> _Exercise brief_
Copy the listing below line for line, from the line containing "Task: point out the lemonade" down to the line containing "[[95, 90], [511, 54]]", with both of those lines included.

Data entries:
=======

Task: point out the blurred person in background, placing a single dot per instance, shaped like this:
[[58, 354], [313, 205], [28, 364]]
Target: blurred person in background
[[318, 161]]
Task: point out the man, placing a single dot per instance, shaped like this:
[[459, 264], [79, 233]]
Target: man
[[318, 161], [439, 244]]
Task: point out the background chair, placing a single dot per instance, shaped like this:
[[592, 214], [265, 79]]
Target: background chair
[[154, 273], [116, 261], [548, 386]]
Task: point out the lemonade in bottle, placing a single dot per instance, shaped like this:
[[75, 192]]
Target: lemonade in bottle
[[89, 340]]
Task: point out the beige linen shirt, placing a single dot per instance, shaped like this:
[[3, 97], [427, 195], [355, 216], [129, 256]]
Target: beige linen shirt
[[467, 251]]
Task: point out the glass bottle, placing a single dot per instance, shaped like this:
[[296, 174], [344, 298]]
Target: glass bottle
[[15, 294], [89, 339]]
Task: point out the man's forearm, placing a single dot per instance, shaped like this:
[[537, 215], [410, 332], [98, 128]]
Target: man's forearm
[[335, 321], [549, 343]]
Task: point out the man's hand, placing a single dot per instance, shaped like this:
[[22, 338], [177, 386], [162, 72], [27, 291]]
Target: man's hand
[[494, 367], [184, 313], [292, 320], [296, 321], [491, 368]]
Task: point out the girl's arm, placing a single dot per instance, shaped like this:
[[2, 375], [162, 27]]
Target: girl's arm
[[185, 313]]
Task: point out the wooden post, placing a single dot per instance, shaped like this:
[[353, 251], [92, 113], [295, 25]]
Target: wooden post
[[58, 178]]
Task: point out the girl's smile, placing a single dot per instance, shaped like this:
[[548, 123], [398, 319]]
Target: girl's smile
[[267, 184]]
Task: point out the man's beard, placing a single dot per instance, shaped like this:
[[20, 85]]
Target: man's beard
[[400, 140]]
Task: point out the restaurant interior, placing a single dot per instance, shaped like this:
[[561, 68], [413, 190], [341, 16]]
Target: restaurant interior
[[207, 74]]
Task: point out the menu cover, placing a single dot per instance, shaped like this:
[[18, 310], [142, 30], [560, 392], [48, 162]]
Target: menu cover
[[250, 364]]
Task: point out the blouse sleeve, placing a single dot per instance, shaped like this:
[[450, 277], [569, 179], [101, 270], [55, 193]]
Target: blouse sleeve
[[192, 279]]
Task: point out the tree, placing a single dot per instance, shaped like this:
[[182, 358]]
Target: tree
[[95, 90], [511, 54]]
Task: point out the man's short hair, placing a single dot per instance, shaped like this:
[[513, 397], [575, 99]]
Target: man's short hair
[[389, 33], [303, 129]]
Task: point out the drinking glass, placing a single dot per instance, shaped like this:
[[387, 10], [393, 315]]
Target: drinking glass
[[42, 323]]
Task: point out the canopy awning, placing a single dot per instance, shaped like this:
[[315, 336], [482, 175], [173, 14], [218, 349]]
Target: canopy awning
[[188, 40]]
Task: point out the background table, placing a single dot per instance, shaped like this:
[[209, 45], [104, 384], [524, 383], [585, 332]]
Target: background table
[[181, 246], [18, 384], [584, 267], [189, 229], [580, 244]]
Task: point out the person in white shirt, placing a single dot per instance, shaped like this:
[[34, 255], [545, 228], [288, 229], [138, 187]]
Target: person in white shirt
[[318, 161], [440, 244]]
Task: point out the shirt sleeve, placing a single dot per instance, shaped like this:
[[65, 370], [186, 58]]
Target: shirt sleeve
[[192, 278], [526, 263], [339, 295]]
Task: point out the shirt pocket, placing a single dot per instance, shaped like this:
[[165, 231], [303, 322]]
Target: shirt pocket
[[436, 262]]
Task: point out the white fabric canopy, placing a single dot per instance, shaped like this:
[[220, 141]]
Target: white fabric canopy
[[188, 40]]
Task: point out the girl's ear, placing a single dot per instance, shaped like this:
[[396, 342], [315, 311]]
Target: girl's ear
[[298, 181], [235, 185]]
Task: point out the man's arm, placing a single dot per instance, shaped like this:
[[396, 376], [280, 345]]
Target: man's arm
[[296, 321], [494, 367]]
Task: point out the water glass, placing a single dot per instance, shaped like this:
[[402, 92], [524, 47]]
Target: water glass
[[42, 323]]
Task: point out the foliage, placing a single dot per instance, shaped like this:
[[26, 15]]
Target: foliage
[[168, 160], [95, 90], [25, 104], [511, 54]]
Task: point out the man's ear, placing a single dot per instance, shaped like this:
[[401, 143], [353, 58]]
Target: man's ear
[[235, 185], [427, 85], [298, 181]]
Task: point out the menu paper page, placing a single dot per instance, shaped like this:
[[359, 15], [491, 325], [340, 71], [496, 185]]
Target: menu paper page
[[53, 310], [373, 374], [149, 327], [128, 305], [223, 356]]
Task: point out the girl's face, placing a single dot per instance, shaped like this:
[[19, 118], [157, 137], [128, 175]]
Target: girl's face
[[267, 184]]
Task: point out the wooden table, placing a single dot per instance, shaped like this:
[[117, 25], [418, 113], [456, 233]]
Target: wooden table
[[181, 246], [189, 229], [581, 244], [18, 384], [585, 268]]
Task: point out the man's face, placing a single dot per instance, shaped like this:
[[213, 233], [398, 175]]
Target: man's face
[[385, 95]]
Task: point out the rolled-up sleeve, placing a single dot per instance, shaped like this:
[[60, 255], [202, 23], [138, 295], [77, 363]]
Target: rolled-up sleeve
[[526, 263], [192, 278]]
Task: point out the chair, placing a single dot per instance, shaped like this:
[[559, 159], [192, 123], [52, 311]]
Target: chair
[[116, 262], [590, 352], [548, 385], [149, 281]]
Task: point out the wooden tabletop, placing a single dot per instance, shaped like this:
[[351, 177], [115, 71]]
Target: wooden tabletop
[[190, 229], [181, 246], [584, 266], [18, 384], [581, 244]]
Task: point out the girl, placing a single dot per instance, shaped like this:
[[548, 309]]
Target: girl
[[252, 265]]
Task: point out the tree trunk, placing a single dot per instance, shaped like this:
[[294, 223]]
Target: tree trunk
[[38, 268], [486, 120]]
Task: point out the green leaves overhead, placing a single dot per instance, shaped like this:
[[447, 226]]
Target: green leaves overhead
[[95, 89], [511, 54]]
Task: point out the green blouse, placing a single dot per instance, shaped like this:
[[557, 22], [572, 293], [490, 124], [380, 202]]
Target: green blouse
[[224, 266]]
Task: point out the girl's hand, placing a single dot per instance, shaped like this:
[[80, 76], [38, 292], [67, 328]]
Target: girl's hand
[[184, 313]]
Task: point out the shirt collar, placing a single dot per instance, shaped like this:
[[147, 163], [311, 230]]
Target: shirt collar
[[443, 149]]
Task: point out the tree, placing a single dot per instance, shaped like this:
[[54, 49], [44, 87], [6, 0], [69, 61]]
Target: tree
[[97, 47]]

=======

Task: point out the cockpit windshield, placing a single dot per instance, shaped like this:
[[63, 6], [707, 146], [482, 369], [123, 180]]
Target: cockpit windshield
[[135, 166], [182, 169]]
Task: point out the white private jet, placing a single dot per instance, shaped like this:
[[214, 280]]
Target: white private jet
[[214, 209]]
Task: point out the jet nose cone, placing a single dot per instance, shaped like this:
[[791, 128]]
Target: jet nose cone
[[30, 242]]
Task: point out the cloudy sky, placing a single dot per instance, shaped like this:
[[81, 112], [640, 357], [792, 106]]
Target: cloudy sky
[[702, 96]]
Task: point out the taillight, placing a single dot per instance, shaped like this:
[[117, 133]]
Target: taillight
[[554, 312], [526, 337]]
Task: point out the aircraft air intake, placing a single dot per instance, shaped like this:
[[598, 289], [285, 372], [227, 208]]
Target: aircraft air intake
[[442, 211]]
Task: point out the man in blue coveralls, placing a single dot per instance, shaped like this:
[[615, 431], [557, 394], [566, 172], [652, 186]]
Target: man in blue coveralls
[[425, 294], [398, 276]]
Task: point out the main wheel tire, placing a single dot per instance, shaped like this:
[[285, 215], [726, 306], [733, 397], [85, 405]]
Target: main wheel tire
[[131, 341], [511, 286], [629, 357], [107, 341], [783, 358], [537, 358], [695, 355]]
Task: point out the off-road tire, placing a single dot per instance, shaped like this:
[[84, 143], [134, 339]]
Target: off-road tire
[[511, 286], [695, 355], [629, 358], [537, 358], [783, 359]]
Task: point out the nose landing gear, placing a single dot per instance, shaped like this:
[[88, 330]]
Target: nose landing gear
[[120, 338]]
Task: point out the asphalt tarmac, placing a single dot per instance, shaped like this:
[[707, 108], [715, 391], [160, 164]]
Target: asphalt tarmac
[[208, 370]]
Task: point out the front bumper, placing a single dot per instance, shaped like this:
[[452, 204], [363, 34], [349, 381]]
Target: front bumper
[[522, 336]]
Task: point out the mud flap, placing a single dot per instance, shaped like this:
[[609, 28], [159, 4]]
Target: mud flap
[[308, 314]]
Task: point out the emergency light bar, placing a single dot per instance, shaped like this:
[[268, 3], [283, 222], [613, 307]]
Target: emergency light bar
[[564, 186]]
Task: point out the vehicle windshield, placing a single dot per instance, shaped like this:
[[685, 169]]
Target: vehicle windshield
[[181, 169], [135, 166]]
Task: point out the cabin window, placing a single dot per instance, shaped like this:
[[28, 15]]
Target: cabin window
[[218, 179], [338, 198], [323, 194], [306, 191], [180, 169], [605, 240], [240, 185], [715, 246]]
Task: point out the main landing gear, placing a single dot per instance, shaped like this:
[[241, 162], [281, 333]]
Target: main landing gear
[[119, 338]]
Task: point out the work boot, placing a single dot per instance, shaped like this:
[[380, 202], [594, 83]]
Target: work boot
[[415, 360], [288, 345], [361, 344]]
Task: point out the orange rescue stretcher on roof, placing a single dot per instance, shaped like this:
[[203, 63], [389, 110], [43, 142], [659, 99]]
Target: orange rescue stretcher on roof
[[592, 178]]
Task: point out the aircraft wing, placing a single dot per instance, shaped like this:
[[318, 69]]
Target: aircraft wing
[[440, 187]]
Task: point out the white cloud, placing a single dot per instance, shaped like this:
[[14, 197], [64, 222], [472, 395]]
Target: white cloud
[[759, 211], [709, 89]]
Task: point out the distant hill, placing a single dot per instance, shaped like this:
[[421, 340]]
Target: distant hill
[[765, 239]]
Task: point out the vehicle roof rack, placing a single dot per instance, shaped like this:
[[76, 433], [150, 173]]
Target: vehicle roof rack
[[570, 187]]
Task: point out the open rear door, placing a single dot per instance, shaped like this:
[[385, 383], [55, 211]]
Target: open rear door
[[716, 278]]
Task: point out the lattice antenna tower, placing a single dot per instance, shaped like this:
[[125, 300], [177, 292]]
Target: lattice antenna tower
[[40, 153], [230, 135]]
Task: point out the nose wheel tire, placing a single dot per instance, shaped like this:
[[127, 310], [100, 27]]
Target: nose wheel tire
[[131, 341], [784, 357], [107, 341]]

=======

> _Answer to the task_
Task: point out the lemonade in bottle, placing a single dot per instance, shaped like this:
[[75, 192]]
Target: lemonade in bottle
[[89, 340]]
Task: point out the beige linen shirt, placing a single dot per instance, shaped like this:
[[3, 97], [427, 195], [355, 216], [129, 256]]
Target: beige linen shirt
[[467, 251]]
Task: point out the glass bottle, placing a single dot per instance, shaped like this:
[[296, 174], [344, 298]]
Target: glass bottle
[[15, 294], [89, 339]]
Task: point out the man's forearm, placing a single dot per instance, shaped like this:
[[537, 215], [410, 332], [98, 128]]
Target: man's forearm
[[335, 321], [549, 343]]
Task: point out the man's hand, placing a single dot per instance, shaped like this:
[[22, 338], [177, 386], [162, 72], [27, 291]]
Target: man's hand
[[494, 367], [184, 313], [292, 320], [296, 321], [491, 368]]
Task: point out the girl's arm, placing a single dot per instance, shaped like this:
[[2, 375], [162, 27]]
Target: girl's arm
[[185, 313]]
Task: point out the wooden post, placing a single dot per instance, shaped like this:
[[353, 251], [92, 113], [295, 25]]
Target: wooden post
[[58, 178]]
Task: point out the girl's smile, placing a single dot per instance, shaped like this:
[[548, 123], [398, 319]]
Target: girl's smile
[[267, 184]]
Task: point out the man's beard, placing a single dot per instance, shaped like this:
[[20, 85]]
Target: man's beard
[[400, 140]]
Task: point out the restaurant interior, placing a single dot per instance, shaped like this:
[[561, 68], [413, 190], [341, 16]]
Target: restaurant interior
[[207, 74]]
Task: point out the menu cover, placing a single dot per instance, shaped like this:
[[18, 310], [142, 30], [560, 392], [48, 162]]
Target: menu cover
[[250, 364]]
Task: point out the blouse sleeve, placing a single dot per instance, shaped like this:
[[450, 277], [569, 179], [101, 270], [55, 193]]
Target: blouse sleeve
[[192, 279]]
Task: point out the tree, placing a single dot per instance, shaped like this:
[[182, 358]]
Target: tree
[[95, 90], [511, 54]]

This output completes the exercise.